Set task 1: List every username that appears after "by" in the post header lines of the KDE & QT forum thread below.
Set task 2: Duplicate the passage of the KDE & QT forum thread below from "I'd very much" up to and including "they can do.".
Set task 3: According to the KDE & QT forum thread below, on what date did manjabes become a member?

** begin Passage provided **

Plus, please remember it's not about how many applications there are -- it's all about the quality.


This. A thousand times this.

Not a 73rd shitty iTunes clone!

Reply Parent Score: 3

RE[5]: KDE & QT
by lemur2 on Fri 30th Sep 2011 06:03 in reply to "RE[4]: KDE & QT"
lemur2 Member since:
2007-02-17

"Plus, please remember it's not about how many applications there are -- it's all about the quality.
This. A thousand times this. Not a 73rd shitty iTunes clone! "

Agreed. For a given application type, we only need one desktop application for Linux to be better than the alternatives for Windows in order to have a Linux desktop application that is best-of-breed.

The fact that very often there are several Linux desktop applications for any given purpose that are all better than the best application for the same purpose on Windows doesn't really help all that much.

Edited 2011-09-30 06:06 UTC

Reply Parent Score: 3

RE[6]: KDE & QT
by manjabes on Fri 30th Sep 2011 06:13 in reply to "RE[5]: KDE & QT"
manjabes Member since:
2005-08-27

The fact that very often there are several Linux desktop applications for any given purpose that are all better than the best application for the same purpose on Windows doesn't really help all that much.


I'd very much like to live in your fantasy-land, but I've yet to come across a Linux desktop app that's better than the best Windows counterpart. All I see are several half-hearted clones.

Reply Parent Score: 2

RE[5]: KDE & QT
by JAlexoid on Fri 30th Sep 2011 14:43 in reply to "RE[4]: KDE & QT"
JAlexoid Member since:
2009-05-19

If it's an iTunes clone, then sh***y is the best they can do.

Reply Parent Score: 4

RE[6]: KDE & QT - Itunes
by jabbotts on Fri 30th Sep 2011 16:52 in reply to "RE[5]: KDE & QT"

** end Passage provided **
** begin Data section **

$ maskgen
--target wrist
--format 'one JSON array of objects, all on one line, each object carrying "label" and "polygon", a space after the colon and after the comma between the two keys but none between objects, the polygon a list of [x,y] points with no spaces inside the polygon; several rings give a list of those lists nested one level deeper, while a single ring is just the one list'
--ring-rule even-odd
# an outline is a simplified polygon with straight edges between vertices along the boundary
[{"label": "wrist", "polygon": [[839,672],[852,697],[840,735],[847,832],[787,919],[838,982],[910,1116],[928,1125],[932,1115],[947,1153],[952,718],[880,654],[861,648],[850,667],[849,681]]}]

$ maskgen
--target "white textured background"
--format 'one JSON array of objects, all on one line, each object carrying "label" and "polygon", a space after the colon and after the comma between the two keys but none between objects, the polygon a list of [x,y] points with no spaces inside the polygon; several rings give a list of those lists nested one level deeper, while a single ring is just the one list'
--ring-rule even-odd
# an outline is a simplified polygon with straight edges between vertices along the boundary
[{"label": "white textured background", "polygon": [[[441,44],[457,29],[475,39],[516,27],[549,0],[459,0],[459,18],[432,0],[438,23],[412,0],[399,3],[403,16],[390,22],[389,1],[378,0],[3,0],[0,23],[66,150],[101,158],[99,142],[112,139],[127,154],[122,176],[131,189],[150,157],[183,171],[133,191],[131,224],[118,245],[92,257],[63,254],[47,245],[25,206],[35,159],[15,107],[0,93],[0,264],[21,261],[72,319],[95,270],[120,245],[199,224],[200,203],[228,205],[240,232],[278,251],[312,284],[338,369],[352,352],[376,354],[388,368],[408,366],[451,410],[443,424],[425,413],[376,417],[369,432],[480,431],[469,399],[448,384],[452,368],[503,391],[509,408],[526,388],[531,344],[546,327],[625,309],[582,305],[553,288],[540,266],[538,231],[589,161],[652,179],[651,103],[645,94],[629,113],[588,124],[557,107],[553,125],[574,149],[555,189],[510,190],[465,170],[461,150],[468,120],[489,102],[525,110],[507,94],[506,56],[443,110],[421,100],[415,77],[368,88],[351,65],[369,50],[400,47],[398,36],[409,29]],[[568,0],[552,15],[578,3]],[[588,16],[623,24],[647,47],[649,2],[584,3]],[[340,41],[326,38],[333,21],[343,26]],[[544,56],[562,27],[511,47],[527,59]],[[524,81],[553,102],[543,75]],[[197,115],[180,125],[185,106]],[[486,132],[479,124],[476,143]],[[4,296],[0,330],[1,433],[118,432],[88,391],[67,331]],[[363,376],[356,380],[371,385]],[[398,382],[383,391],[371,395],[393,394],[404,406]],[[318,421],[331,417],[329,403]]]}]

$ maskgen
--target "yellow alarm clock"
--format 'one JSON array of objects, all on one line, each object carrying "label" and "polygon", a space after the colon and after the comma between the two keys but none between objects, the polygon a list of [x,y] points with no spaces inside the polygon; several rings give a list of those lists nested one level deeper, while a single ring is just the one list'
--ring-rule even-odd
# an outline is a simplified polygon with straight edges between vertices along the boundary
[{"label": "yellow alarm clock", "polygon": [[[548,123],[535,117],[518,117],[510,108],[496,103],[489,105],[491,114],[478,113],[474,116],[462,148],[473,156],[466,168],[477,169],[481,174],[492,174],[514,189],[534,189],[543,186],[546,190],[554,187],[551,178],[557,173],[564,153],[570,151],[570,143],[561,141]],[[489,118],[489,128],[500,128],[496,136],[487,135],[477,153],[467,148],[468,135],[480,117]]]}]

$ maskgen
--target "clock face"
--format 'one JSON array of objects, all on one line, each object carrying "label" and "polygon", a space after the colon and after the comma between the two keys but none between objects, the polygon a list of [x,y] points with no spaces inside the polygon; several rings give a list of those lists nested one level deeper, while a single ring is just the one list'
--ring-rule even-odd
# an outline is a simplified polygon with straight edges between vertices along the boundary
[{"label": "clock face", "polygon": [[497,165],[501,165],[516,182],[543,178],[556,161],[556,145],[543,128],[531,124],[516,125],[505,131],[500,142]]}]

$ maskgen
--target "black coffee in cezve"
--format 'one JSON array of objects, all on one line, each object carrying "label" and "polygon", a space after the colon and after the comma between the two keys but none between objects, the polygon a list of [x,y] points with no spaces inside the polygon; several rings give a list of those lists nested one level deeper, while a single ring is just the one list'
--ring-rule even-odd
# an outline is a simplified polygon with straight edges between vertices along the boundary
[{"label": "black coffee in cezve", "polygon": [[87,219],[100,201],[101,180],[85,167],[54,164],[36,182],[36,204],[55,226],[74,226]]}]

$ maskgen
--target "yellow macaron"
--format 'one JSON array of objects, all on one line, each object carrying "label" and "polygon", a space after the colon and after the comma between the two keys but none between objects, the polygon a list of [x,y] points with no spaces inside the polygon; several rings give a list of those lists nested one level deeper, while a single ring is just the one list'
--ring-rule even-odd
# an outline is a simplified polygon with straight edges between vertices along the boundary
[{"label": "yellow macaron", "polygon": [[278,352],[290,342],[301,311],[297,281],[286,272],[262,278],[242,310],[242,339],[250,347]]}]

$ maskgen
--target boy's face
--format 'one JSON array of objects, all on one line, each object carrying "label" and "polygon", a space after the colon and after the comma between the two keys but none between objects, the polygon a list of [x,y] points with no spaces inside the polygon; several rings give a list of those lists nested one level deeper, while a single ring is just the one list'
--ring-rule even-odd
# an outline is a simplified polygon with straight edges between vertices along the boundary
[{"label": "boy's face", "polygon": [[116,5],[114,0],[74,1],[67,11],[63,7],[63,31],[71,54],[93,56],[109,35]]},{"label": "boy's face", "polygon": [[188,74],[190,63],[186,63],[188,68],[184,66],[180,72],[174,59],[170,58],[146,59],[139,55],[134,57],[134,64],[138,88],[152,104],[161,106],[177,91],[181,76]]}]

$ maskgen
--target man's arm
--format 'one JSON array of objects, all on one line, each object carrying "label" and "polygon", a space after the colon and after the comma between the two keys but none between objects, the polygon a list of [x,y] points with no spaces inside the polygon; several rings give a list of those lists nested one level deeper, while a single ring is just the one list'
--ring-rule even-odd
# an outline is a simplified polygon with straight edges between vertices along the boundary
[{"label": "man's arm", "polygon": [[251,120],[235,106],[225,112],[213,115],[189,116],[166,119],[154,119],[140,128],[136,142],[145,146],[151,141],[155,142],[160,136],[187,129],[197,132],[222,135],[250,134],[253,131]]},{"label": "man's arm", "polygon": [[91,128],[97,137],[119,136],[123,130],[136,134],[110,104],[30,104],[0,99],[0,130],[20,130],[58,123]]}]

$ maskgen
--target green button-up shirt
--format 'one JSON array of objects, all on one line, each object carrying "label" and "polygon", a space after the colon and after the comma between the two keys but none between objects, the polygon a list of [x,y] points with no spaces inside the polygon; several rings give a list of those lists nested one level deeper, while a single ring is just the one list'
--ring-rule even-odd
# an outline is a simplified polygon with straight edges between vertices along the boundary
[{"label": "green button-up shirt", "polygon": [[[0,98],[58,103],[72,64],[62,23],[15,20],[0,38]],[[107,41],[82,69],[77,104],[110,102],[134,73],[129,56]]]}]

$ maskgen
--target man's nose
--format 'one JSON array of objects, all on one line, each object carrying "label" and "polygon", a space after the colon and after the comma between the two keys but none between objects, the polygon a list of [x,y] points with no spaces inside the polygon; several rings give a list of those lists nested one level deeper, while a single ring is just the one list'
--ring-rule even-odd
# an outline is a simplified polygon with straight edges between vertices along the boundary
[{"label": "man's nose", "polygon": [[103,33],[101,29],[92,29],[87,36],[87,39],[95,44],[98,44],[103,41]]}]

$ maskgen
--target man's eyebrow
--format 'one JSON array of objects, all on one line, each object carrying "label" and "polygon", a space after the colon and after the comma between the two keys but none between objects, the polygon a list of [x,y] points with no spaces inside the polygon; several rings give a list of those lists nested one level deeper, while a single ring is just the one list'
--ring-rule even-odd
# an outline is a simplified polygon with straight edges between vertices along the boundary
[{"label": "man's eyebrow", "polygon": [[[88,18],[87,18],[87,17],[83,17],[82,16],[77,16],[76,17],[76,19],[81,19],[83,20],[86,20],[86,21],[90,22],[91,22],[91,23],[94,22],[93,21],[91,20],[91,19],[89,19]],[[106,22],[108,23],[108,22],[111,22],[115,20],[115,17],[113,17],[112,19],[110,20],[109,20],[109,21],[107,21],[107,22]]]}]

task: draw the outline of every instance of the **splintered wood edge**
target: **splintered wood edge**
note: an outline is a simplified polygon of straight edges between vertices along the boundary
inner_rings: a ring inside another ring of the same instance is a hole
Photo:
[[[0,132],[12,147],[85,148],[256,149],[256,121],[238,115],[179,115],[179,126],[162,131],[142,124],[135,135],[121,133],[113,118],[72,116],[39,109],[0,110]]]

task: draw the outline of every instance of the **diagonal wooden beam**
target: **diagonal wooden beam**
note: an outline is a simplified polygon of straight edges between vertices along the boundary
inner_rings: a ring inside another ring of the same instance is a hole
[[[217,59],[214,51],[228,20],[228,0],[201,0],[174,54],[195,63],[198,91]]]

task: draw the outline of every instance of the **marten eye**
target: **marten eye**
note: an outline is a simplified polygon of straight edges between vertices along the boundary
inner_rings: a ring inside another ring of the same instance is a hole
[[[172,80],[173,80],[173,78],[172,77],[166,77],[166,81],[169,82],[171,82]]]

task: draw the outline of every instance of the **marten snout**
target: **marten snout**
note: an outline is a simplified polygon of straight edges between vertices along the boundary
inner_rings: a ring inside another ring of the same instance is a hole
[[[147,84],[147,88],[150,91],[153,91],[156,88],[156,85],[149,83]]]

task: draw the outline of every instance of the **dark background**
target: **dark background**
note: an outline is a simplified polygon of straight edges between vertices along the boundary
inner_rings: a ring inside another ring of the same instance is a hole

** end Data section **

Full answer 1: lemur2, manjabes, JAlexoid, jabbotts

Full answer 2:
I'd very much like to live in your fantasy-land, but I've yet to come across a Linux desktop app that's better than the best Windows counterpart. All I see are several half-hearted clones.

Reply Parent Score: 2

RE[5]: KDE & QT
by JAlexoid on Fri 30th Sep 2011 14:43 in reply to "RE[4]: KDE & QT"
JAlexoid Member since:
2009-05-19

If it's an iTunes clone, then sh***y is the best they can do.

Full answer 3: 2005-08-27